▽

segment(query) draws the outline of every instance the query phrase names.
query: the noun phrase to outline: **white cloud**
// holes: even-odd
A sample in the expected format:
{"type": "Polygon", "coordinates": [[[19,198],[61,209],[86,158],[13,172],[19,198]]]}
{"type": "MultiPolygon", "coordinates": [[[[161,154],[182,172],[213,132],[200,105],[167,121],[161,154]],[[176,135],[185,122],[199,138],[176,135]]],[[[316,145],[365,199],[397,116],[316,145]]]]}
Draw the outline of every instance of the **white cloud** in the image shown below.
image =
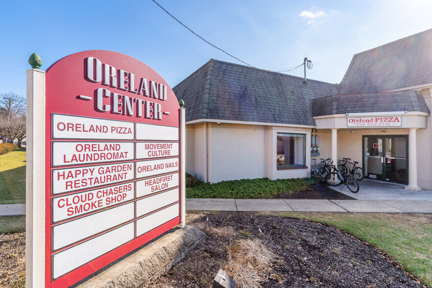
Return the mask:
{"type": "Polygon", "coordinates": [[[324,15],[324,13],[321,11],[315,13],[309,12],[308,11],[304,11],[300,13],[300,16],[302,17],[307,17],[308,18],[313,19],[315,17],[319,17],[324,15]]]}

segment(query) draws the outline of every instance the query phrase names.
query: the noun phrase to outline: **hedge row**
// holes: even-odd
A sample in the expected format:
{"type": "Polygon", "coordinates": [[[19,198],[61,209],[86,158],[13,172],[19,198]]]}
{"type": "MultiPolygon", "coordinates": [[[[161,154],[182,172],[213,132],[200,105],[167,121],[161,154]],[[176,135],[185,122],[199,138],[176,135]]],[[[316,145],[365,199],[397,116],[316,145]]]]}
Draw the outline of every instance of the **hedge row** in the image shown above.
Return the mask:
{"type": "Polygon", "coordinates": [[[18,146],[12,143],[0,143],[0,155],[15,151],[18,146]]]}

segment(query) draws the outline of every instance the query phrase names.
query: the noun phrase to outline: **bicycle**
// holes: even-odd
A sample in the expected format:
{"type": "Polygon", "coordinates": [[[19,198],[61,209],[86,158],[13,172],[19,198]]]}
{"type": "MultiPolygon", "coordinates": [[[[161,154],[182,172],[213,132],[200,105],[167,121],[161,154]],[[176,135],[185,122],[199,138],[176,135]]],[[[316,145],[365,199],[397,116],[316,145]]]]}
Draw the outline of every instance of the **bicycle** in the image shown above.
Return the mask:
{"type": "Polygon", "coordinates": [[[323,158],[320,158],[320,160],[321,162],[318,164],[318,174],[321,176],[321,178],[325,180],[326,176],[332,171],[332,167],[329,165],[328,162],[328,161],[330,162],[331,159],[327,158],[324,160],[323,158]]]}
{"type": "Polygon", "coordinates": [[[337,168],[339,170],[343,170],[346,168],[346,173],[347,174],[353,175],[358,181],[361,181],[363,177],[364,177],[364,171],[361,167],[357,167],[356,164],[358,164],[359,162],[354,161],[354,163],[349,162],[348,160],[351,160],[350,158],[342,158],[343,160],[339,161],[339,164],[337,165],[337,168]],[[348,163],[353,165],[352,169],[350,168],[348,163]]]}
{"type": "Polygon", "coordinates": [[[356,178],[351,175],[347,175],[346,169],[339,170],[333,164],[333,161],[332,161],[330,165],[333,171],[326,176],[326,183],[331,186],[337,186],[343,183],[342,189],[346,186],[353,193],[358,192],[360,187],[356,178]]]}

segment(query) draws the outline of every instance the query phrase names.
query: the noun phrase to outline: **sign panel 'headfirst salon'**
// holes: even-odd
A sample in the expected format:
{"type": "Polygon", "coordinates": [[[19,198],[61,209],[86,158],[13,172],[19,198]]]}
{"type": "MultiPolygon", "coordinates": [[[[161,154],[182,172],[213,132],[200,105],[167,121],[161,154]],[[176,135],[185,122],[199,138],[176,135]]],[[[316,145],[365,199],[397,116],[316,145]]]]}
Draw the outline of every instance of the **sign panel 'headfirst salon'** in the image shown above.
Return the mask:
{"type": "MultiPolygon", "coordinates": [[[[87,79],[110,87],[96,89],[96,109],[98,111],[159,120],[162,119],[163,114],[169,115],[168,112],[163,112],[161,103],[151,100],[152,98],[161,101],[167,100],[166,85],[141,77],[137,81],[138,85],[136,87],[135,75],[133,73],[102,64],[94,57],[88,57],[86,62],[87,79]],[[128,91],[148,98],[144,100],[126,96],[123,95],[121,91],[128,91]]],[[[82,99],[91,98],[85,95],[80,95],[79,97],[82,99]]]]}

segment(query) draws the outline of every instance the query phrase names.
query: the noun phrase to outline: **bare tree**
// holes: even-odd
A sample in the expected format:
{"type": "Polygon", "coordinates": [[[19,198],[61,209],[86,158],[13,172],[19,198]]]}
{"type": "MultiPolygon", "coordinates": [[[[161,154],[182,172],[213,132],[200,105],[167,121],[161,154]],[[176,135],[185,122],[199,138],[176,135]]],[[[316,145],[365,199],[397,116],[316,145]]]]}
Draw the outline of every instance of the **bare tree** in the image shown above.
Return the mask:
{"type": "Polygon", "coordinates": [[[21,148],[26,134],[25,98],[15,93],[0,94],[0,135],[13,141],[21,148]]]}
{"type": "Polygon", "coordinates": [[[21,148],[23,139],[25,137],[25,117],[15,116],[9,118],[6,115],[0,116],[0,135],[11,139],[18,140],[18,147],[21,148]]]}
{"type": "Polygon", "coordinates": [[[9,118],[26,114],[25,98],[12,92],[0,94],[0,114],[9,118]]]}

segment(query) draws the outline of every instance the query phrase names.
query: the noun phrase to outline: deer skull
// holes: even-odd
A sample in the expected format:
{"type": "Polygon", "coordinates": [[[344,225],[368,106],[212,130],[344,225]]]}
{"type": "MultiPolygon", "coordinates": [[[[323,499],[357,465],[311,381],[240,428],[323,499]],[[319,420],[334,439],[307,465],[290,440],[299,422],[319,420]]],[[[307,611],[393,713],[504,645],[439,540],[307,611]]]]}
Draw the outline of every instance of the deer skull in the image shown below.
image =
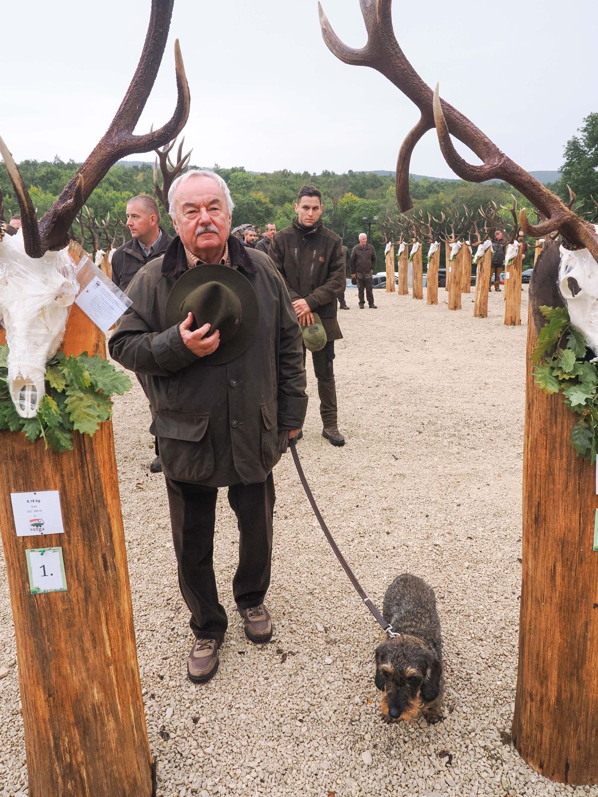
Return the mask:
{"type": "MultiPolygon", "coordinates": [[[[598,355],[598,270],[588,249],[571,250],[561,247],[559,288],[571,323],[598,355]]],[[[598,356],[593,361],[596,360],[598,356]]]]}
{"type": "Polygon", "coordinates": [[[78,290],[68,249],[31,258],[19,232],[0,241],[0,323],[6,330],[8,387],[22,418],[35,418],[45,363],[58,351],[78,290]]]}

△

→ Gegeven opdracht: Geef aan in hoeveel regels van de records het woord "noun" voorkomt. Noem alleen dat aantal.

→ Antwoord opdracht: 6